SET EXERCISE: Turn the lines of the data that begin with the line containing "trace --target sky" and continue through the end of the data into a Markdown table with the columns "Row" and "Line", leaving out any blank lines.

Contour labeling data:

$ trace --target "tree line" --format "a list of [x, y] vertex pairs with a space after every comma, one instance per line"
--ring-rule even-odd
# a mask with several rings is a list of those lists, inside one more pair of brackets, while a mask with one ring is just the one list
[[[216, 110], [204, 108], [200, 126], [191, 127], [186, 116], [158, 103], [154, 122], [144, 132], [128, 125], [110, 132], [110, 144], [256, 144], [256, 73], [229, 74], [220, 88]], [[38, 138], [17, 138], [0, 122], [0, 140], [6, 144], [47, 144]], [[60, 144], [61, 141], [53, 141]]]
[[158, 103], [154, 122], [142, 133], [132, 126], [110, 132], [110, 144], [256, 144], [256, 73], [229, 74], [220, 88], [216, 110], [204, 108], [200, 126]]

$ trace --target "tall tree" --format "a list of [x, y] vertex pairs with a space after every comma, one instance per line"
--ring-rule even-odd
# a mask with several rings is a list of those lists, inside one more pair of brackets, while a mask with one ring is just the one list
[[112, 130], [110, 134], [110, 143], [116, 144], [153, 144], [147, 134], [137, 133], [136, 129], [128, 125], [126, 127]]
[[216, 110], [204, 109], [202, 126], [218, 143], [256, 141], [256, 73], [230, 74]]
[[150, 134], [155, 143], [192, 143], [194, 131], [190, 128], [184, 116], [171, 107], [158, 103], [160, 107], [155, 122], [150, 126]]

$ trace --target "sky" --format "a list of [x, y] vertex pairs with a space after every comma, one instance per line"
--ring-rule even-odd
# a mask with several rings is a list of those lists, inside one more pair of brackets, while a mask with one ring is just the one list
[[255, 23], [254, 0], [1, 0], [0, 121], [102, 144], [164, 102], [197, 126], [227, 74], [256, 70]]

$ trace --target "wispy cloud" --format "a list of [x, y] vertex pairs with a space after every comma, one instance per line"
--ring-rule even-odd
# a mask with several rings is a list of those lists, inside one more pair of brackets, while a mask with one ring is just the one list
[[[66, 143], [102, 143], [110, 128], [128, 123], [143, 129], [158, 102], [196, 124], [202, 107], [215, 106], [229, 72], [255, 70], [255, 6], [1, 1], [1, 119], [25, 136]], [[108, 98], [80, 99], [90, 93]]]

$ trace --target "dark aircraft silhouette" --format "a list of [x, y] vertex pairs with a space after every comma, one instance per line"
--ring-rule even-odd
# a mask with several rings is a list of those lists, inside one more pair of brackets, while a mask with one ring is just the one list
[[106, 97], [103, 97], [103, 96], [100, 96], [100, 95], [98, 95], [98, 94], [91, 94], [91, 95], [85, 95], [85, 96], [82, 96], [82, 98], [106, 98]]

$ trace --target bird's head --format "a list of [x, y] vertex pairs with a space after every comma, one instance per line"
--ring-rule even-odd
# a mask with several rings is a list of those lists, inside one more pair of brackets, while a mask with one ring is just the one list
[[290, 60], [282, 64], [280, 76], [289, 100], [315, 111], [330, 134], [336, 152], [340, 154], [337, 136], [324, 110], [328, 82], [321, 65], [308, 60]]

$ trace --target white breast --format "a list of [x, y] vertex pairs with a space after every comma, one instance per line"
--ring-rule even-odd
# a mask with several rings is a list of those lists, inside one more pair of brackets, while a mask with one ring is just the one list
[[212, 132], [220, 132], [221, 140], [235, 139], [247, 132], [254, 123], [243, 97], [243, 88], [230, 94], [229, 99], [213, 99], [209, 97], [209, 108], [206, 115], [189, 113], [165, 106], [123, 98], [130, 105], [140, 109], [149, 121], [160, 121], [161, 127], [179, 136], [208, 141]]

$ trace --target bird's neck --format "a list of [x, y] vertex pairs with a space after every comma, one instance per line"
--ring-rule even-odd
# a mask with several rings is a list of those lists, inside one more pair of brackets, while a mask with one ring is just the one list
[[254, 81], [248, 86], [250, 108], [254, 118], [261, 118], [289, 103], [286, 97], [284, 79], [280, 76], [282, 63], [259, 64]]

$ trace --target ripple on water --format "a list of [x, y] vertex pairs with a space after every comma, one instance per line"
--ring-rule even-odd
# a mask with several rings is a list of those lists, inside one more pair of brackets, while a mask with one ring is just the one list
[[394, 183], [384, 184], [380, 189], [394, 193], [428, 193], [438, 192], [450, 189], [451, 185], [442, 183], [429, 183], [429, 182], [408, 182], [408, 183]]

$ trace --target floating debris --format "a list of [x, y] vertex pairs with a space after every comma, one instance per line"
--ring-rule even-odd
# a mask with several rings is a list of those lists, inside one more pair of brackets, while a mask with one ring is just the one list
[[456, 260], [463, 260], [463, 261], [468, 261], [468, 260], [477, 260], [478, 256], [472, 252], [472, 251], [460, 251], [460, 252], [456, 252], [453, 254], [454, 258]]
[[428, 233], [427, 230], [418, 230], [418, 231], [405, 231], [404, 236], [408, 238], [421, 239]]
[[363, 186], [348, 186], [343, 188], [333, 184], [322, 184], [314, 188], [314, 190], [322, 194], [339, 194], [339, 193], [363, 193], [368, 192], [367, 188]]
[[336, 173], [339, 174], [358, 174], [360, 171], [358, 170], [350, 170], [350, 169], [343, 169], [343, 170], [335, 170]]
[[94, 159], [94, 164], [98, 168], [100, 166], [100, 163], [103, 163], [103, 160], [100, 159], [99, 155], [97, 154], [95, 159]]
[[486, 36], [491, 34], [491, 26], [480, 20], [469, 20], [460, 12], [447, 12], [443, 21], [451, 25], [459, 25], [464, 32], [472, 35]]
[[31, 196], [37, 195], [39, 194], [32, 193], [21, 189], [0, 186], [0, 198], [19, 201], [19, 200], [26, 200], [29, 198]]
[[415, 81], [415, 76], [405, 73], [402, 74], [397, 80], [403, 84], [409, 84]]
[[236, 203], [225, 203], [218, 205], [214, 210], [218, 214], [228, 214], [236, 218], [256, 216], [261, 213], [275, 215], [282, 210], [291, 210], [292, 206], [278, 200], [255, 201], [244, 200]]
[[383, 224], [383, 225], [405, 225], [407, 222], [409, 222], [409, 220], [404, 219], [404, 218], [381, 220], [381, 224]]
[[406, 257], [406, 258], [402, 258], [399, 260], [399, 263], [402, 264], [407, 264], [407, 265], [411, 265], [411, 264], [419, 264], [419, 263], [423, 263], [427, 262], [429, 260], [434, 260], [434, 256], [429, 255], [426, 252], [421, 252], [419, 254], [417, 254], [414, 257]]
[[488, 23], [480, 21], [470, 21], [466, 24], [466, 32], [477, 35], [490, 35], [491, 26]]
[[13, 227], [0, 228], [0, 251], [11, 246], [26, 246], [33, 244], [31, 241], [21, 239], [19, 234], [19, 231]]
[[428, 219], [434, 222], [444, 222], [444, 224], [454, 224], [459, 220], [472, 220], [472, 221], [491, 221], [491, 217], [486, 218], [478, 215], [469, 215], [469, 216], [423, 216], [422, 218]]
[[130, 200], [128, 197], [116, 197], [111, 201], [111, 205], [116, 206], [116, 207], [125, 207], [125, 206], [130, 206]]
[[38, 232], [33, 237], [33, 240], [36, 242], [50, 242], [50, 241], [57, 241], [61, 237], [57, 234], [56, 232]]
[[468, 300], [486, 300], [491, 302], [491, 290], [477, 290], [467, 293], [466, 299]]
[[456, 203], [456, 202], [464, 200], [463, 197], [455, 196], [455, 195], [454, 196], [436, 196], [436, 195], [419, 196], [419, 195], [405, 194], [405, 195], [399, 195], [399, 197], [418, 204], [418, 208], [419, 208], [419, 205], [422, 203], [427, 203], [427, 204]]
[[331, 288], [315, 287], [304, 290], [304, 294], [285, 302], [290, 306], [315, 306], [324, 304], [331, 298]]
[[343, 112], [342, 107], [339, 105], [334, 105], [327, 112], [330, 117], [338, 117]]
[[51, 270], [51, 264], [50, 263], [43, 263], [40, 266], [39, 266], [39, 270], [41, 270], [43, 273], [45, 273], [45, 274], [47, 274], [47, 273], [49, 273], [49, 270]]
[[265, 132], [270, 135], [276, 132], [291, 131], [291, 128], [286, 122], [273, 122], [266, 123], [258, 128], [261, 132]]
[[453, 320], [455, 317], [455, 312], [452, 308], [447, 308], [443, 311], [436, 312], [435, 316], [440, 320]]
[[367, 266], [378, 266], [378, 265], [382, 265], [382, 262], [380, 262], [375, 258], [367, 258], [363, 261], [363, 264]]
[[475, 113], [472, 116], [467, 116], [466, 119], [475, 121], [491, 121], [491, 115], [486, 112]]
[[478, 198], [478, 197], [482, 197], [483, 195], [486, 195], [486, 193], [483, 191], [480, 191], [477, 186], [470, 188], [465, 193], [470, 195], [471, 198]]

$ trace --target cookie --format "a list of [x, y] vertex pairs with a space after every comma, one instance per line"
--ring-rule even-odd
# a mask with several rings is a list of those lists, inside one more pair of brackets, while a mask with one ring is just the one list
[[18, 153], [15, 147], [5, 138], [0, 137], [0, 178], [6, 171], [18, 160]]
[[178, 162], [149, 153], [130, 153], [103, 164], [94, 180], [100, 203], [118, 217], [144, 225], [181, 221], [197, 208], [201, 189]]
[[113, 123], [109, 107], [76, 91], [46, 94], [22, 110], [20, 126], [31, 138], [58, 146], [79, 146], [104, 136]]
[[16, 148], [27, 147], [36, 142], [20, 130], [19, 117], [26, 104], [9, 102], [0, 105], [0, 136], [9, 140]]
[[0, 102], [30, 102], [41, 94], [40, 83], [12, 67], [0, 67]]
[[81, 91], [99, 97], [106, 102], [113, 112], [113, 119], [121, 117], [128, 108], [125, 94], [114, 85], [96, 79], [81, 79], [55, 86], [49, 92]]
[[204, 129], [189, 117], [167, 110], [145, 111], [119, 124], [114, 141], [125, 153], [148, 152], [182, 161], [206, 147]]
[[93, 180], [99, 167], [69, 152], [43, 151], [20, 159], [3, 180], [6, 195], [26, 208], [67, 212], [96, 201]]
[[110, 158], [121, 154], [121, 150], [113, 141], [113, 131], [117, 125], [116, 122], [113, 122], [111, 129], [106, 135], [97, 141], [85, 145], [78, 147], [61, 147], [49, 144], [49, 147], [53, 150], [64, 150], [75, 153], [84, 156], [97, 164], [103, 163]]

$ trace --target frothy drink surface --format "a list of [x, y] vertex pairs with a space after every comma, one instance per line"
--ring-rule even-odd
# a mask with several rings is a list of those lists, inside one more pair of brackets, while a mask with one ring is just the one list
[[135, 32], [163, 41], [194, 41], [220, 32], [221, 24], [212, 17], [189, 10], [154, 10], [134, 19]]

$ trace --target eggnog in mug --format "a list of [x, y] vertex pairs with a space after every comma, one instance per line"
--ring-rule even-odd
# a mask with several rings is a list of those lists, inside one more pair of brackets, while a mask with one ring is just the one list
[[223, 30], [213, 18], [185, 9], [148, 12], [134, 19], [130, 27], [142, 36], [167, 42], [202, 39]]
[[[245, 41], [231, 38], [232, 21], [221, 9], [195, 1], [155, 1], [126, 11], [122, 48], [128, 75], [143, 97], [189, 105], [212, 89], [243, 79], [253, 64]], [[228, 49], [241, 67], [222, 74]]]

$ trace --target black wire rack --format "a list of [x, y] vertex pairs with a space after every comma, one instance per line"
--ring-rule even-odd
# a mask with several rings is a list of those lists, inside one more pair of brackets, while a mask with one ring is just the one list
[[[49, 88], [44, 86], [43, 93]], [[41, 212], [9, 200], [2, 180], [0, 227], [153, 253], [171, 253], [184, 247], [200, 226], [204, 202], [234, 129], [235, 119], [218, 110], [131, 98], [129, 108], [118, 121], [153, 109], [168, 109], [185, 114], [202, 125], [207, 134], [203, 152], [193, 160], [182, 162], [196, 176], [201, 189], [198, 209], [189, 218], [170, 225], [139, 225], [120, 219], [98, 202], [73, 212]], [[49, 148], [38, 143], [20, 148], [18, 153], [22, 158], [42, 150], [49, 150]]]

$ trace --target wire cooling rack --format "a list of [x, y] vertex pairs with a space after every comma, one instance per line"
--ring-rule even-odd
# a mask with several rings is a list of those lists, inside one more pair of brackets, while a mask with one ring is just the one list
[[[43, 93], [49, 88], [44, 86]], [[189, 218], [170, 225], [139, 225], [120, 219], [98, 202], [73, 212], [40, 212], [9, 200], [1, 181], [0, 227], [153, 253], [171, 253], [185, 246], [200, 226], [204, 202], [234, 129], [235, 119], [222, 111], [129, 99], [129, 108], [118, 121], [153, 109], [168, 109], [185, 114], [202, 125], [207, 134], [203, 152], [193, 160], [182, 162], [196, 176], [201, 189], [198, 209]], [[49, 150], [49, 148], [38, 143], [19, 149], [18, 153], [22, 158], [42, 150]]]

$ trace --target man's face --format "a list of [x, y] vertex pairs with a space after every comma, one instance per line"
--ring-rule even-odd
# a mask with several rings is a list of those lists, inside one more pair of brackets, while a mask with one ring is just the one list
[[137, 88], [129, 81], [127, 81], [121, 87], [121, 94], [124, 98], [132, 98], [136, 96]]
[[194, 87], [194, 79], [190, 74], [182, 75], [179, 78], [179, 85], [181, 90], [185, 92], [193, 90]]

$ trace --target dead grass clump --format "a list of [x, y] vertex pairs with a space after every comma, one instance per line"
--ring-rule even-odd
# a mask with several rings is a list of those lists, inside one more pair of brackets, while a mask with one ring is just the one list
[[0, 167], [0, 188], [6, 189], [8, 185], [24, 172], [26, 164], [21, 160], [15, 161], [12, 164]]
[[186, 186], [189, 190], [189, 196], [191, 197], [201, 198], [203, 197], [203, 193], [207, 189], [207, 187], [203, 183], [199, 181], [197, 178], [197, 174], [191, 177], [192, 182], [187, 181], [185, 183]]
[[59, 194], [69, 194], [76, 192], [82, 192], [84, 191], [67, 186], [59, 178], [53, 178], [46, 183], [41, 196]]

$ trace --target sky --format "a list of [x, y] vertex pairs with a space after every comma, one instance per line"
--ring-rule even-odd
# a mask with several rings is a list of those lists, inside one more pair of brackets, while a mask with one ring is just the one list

TASK OUTPUT:
| Row | Line |
|---|---|
| 1 | $ trace --target sky --format "a list of [x, y] vertex pairs with a space after every comma, one instance per line" |
| 2 | --ring-rule even-odd |
| 3 | # a mask with several rings is a list of those lists, inside one more pair of brackets, while a mask with one ring is just the one list |